- _Aim of the task_: In how many lines of the records does "errors" appear? Answer with one number.

- _Data records_:
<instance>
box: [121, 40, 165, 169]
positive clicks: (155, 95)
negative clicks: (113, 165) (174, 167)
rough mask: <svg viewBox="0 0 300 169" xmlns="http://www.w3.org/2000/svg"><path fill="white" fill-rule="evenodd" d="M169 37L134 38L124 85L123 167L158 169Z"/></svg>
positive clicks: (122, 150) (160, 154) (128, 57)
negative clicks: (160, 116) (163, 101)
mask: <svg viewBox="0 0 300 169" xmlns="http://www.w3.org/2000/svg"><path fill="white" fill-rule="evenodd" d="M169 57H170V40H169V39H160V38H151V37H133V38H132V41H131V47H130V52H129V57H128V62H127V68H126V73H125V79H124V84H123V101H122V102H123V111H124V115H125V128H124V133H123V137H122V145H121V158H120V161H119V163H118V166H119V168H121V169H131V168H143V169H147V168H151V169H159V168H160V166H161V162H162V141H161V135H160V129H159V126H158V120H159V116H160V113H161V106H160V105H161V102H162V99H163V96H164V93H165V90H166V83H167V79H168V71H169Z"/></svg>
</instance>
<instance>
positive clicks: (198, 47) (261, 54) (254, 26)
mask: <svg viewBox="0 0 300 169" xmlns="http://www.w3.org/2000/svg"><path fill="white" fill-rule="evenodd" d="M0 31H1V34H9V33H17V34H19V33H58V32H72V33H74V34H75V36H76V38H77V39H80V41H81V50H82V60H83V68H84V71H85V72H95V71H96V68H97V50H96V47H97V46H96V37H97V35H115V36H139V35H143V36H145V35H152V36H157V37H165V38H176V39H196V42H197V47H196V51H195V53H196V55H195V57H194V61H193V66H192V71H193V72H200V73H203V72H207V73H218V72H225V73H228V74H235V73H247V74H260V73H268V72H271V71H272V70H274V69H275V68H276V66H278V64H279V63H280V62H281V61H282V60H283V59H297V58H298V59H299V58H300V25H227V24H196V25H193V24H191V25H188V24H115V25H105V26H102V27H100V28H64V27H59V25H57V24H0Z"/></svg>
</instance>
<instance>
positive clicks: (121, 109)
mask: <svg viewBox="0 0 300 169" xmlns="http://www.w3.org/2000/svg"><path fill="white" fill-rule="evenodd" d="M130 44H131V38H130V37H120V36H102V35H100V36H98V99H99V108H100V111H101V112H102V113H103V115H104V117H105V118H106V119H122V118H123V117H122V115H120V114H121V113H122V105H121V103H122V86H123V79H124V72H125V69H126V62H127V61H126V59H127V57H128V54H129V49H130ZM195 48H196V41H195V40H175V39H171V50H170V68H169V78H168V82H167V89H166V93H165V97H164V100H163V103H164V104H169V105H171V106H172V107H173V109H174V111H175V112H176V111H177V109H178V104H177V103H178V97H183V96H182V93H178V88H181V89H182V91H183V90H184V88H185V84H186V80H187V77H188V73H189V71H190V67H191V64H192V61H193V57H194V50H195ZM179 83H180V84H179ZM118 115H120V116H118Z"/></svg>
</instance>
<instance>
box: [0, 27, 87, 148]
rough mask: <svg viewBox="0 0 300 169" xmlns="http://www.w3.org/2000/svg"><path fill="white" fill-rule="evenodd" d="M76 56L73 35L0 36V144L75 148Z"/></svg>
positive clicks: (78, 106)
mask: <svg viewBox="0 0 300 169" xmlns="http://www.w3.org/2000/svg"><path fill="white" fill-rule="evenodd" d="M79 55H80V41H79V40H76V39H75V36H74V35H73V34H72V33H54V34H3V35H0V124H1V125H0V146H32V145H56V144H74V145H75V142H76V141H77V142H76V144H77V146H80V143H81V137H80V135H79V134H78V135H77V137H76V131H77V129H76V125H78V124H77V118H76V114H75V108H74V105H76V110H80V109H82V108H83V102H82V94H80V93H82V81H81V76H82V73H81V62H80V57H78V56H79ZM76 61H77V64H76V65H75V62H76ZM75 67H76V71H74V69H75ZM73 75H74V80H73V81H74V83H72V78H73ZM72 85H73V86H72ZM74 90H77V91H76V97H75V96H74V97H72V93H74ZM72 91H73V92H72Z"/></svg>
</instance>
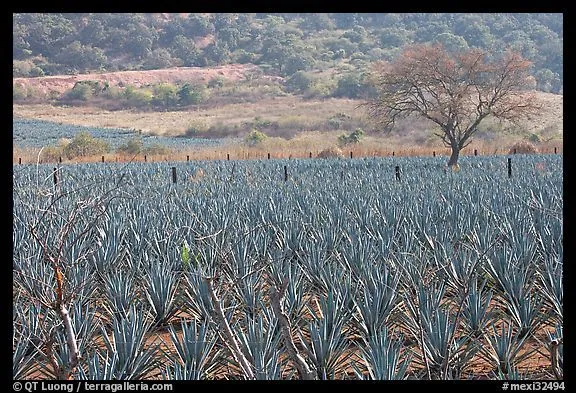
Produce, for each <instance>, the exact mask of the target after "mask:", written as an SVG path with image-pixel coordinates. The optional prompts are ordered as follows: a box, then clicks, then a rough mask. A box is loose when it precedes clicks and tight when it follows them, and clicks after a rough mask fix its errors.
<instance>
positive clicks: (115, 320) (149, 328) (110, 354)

* * *

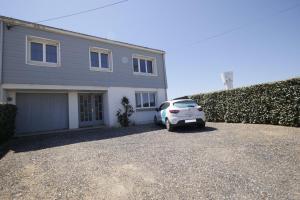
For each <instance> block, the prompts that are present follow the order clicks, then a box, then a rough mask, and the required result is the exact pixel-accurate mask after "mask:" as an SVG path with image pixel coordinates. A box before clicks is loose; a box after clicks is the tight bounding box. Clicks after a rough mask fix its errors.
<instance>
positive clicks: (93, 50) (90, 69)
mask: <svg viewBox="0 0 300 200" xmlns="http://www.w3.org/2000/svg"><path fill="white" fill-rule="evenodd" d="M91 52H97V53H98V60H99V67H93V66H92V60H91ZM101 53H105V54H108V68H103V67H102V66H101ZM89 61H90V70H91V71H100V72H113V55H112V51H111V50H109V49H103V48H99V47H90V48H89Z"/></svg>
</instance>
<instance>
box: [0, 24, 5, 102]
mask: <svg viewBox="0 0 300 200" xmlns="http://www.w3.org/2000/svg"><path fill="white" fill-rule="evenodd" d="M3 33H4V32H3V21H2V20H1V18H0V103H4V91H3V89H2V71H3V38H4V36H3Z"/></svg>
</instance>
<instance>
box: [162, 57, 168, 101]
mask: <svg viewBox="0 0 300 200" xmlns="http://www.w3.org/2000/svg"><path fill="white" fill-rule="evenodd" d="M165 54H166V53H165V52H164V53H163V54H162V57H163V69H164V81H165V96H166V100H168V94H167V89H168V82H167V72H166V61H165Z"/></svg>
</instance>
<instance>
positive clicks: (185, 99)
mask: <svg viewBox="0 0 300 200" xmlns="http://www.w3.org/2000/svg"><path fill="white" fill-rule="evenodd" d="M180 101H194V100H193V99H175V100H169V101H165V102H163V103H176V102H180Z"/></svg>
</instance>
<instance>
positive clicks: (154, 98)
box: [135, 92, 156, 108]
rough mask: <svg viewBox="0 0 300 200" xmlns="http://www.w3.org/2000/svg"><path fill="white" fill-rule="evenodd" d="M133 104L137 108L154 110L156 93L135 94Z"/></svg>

- _Reply_: 2